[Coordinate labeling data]
* * * * * * * * *

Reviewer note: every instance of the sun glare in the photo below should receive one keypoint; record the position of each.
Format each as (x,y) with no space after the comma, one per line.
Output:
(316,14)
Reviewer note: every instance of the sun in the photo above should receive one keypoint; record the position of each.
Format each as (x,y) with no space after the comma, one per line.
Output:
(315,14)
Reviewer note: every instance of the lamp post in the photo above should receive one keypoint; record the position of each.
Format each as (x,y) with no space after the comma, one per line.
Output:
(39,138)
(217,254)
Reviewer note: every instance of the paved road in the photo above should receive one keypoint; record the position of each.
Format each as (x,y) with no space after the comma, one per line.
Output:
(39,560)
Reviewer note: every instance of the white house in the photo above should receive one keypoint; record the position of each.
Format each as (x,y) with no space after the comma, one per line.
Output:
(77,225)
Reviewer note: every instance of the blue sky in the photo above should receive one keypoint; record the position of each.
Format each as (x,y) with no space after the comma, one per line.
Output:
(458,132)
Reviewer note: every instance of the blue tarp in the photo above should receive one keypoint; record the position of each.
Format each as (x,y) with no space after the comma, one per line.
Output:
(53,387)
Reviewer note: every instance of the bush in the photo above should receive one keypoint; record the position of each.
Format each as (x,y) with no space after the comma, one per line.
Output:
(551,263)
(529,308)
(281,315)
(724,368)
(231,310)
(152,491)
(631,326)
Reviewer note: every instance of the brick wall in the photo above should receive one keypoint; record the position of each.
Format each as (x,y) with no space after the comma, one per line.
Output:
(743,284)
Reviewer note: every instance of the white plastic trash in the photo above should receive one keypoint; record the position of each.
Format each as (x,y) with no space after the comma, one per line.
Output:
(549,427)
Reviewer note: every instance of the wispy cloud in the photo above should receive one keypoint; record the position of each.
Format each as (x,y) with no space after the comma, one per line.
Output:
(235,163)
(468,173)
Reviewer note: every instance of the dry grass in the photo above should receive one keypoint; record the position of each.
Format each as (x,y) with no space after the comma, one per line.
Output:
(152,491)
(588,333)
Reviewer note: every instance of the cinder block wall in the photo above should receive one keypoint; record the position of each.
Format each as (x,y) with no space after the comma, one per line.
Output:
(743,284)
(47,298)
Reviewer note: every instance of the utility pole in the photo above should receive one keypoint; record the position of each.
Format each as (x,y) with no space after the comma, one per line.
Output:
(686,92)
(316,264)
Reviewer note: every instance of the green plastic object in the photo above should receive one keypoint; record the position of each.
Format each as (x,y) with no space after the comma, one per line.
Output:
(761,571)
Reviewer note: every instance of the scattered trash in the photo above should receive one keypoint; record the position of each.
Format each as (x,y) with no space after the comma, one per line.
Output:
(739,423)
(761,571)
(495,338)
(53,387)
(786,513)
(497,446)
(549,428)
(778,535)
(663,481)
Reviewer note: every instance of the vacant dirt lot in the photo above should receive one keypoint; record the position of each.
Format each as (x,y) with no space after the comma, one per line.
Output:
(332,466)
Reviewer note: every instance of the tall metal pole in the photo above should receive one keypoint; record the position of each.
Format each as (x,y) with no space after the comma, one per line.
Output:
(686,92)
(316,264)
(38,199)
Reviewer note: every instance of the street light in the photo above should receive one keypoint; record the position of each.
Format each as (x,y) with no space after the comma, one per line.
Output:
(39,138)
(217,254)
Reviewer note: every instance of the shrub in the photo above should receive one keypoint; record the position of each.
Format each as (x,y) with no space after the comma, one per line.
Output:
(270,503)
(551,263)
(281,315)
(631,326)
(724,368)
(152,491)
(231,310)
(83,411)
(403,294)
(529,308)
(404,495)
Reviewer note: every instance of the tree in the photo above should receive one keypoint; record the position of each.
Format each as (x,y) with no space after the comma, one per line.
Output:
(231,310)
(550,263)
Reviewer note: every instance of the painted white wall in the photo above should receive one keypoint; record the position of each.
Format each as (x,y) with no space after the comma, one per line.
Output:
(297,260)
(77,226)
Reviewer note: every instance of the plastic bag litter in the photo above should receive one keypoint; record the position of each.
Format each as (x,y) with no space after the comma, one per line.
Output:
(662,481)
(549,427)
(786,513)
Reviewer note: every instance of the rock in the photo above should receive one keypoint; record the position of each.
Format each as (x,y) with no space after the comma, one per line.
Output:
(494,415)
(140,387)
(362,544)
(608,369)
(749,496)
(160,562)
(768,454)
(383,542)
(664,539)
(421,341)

* * * * * * * * *

## WHAT IS EXPECTED
Take the listing above and set it down exactly.

## CORRECT ANSWER
Reviewer note: every instance of the sun glare in the photo below should receive one keypoint; record the position of each.
Format each as (x,y) with no space after the comma, one per line.
Output:
(316,14)
Reviewer note: every instance of the sun in the photo above should receive one keypoint; record the position of each.
Format each as (x,y) with no space after the comma, one per line.
Output:
(315,14)
Reviewer note: every instance of the lamp post in the photo above should receive one keypoint; record the position of each.
Format each as (x,y) with no space after the comma, one per line.
Output:
(39,138)
(217,254)
Reviewer note: every instance of the paved road in the photo above should receive one keypoint; record the position of each.
Format each as (x,y) with no space after the comma, one per line.
Output:
(39,560)
Reviewer note: every instance of the white house in the photo above should receive one keypoint; record the position of each.
Format each as (x,y) with no space after the comma, one per line.
Output:
(77,225)
Reviewer note: every instance of the blue sky in the photo above should receive one keypoint; record the position of each.
Format each as (x,y) with no space after the comma, one per line.
Output:
(458,132)
Reviewer note: every instance of the blue tarp in the photo above should receive one keypoint; record the position of each.
Format each as (x,y) with no space after the comma, one per line.
Output:
(53,387)
Reviewer note: every instance of the bush in the photo above should receive one keypoint; record the position of each.
Format each as (x,y) with no space after the comma, one per line.
Output:
(551,263)
(529,308)
(281,315)
(724,368)
(231,310)
(152,491)
(631,326)
Reviewer note: every instance of the brick wall in the photo above should receive one keypoint; record the position of each.
Format each as (x,y) with no space after the comma, one per line.
Output:
(743,284)
Reviewer note: every instance of the white plastic trash in the photo above should receive one keypoint; record the position of each.
Format each as (x,y) with no space after the comma, one per line.
Output:
(549,427)
Reviewer note: every instance of the wispy cloud in the photo above should receive one keypoint; record the position of each.
Format each as (x,y) with no space after the comma, one per line.
Output:
(235,163)
(468,173)
Reviewer note: every instance of the dry grass in the photo above should receive one keypoint; record the position of each.
Format each as (x,y) with no space after the comma, one per line.
Output:
(152,491)
(588,333)
Reviewer note: every instance of the cinder block wall in the photo above should receive one keypoint; record the position of each.
Format each as (x,y) with no space after the comma, one per line.
Output:
(743,284)
(47,298)
Reviewer note: every instance of the utility pole in the photo above should receive one keypoint; record the position of each.
Format each as (x,y) with no space after the comma, one per line.
Output:
(686,92)
(316,264)
Reviewer note: every instance of the green plastic object in the photo above should receive one keypoint; record the position of each.
Format each as (x,y) with no space after the comma, one per line.
Output:
(761,571)
Reviewer note: every instance of the scattered trash in the photo above should receive one keypoint; record the position of each.
Format each as (x,y) with no space after the comma, one per line.
Output:
(739,423)
(761,571)
(495,338)
(53,387)
(786,513)
(497,446)
(549,428)
(778,535)
(663,481)
Reviewer note: every instance of the vacant dirt lot in the photo above should receive one keypoint; record the position of each.
Format each as (x,y) with no space after the comma, one per line.
Output:
(332,466)
Reviewer note: every instance of the tall metal pole in the photo above should receive one keypoint; record the position of each.
Format each as (x,y) with no space after the comma, one per line.
Output:
(686,92)
(316,264)
(38,199)
Reviewer note: every instance of the street light in the photo above should receive one keypoint; record the position of each.
Format each as (x,y) with no space after the comma, one per line.
Output:
(39,138)
(217,254)
Reviewer note: every instance of the shrub in the photo above should receive one keypoint; record the position of each.
Format each as (x,y) with no space after the comma, one per line.
Output:
(270,503)
(551,263)
(281,315)
(631,326)
(724,368)
(152,491)
(231,310)
(83,411)
(403,294)
(529,308)
(404,495)
Reviewer note: every instance of the tree in the photo above should receive one keypoint; record the position of each.
Format each as (x,y) with no space after the comma, one per line.
Output:
(231,310)
(550,263)
Reviewer note: every instance of the painted white wall in the photo above should receive one keypoint; record the position of each.
Format each as (x,y) with no space after the comma, one per line.
Output:
(297,260)
(77,226)
Reviewer note: every instance of the plastic bag litter in the photo above should receive one keypoint; record the position of each.
Format each as (x,y) with no space after the comma, one per line.
Output:
(662,481)
(549,427)
(786,513)
Reviewer note: every instance of the rock in the photo above should receive one keypoint; record the position of each.
Format each as (x,y) with no space after the comma, one per line.
Output:
(494,415)
(140,387)
(362,544)
(608,369)
(749,496)
(160,562)
(768,454)
(383,542)
(664,539)
(421,341)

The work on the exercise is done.